▶ **Required actions**
a) Answer these questions from the Kim Venn profile page:
(i) Which office is listed under Contact?
(ii) Besides the NSERC Discovery Grant, what funds the research?
(iii) How much observing time was granted for the Gemini Large and Long Program, and over what period?
b) Write the next part of the Kim Venn profile page, continuing after its final sentence.

▶ **Excerpt**
++++++++++

Kim Venn

Kim Venn
Position
Professor, Director (ARC, NTCO)
Physics and Astronomy
Contact
Office: Elliott 111
Area of expertise

Discovery and analysis of the oldest metal-poor stars to study the fossil record of the formation and evolution of the Galaxy and the origin of the elements.

Astronomy Research

My main research interests are on the formation and evolution of dwarf galaxies, globular clusters, and stellar systems and the origin of the elements.   I primarily use stellar spectroscopy for this work, specializing in the discovery and analysis of the most metal-poor stars in our Galaxy and its satellites.  This research is primarily funded through my NSERC Discovery Grant, and also through our NSERC CREATE program on New Technologies for Canadian Observatories.

Observational Studies:

My group is currently working on spectra taken with the Gemini Observatory GRACES spectrograph as part of our Large and Long Program (GN-LP-102).  We were granted nearly 200 hours over 3 years to observe the spectra of newly discovered very metal-poor stars found in the Pristine survey.   The Pristine survey is a Canada-France-Hawaii Telescope MegaCam imaging program using a new narrow-band filter to discover and map metal-poor stars throughout the Galaxy and Local Group satellites.   Metal-poor stars are particularly fascinating in that they provide a fossil record of the earliest stages in the formation of their host galaxies, as well as providing unique constraints on the nucleosynthesis and origins of the chemical elements.   The Pristine survey is providing metal-poor target to the European WEAVE high-resolution spectroscopic survey, and we are now preparing for the first light from that survey in mid-2022.

++++++++++

▶ **Dataset entries**

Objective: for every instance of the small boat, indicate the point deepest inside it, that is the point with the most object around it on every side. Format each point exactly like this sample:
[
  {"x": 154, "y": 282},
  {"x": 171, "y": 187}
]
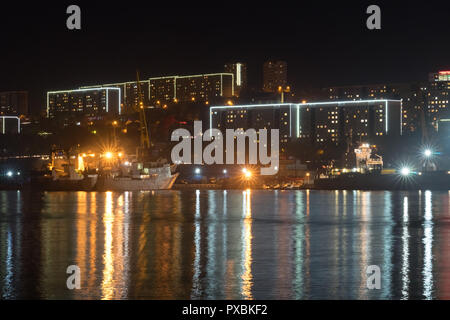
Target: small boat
[
  {"x": 143, "y": 180},
  {"x": 69, "y": 180}
]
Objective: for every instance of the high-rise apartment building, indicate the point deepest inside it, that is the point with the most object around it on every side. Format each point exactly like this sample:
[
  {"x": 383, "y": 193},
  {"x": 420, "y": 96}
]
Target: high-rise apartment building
[
  {"x": 14, "y": 103},
  {"x": 438, "y": 106},
  {"x": 163, "y": 90},
  {"x": 331, "y": 122},
  {"x": 129, "y": 97},
  {"x": 239, "y": 70},
  {"x": 81, "y": 103},
  {"x": 274, "y": 76}
]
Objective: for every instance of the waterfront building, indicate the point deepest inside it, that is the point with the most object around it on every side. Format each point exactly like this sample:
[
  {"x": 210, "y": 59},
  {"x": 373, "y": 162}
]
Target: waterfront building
[
  {"x": 81, "y": 103},
  {"x": 274, "y": 76},
  {"x": 330, "y": 122},
  {"x": 14, "y": 103},
  {"x": 191, "y": 88},
  {"x": 9, "y": 124},
  {"x": 438, "y": 97},
  {"x": 129, "y": 97},
  {"x": 160, "y": 91},
  {"x": 239, "y": 71}
]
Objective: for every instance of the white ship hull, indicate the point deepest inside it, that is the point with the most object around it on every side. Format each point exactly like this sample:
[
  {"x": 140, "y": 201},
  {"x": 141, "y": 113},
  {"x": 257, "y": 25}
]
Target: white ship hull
[{"x": 158, "y": 179}]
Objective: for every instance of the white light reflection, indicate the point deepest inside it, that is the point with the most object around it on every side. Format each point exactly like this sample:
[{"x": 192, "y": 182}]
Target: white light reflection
[
  {"x": 247, "y": 278},
  {"x": 196, "y": 276},
  {"x": 405, "y": 251},
  {"x": 211, "y": 259},
  {"x": 108, "y": 219},
  {"x": 428, "y": 248}
]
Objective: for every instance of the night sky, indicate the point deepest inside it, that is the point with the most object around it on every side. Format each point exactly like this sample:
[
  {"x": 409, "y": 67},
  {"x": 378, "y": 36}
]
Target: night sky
[{"x": 324, "y": 44}]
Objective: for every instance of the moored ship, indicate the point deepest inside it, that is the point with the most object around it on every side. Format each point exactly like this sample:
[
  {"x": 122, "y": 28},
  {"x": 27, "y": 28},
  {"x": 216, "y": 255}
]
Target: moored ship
[{"x": 152, "y": 179}]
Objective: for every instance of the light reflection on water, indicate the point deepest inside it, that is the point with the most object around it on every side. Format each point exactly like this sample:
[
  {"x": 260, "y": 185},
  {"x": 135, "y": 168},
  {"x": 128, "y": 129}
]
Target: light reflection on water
[{"x": 225, "y": 244}]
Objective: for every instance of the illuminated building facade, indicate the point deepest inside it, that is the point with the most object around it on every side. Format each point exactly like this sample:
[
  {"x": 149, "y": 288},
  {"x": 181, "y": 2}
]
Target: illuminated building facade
[
  {"x": 413, "y": 96},
  {"x": 274, "y": 75},
  {"x": 438, "y": 97},
  {"x": 318, "y": 122},
  {"x": 9, "y": 124},
  {"x": 163, "y": 90},
  {"x": 239, "y": 70},
  {"x": 192, "y": 88},
  {"x": 129, "y": 101},
  {"x": 80, "y": 103},
  {"x": 14, "y": 103}
]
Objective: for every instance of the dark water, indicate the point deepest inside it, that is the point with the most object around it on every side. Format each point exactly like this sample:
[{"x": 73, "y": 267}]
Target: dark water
[{"x": 225, "y": 244}]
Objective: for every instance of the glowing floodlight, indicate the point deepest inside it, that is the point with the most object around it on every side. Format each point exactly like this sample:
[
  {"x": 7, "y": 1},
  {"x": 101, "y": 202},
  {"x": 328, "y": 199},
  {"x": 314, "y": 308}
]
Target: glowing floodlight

++++++++++

▶ **Answer section**
a)
(i) Elliott 111
(ii) The NSERC CREATE program on New Technologies for Canadian Observatories
(iii) Nearly 200 hours over 3 years

b)
My group is also involved with commissioning and early science verification of the Gemini Observatory GHOST spectrograph, planned for early 2022.   We are excited to use this new and uniquely designed high resolution spectrograph for the analysis of metal-poor stars in the nearby dwarf galaxies and globular clusters, as part of a new Gemini-South Large and Long Program.   We plan to explore the build up of the light elements through the different histories of supernova events in each dwarf galaxy, as well as the origins of the very heavy elements through massive stars, supernovae, and neutron star mergers.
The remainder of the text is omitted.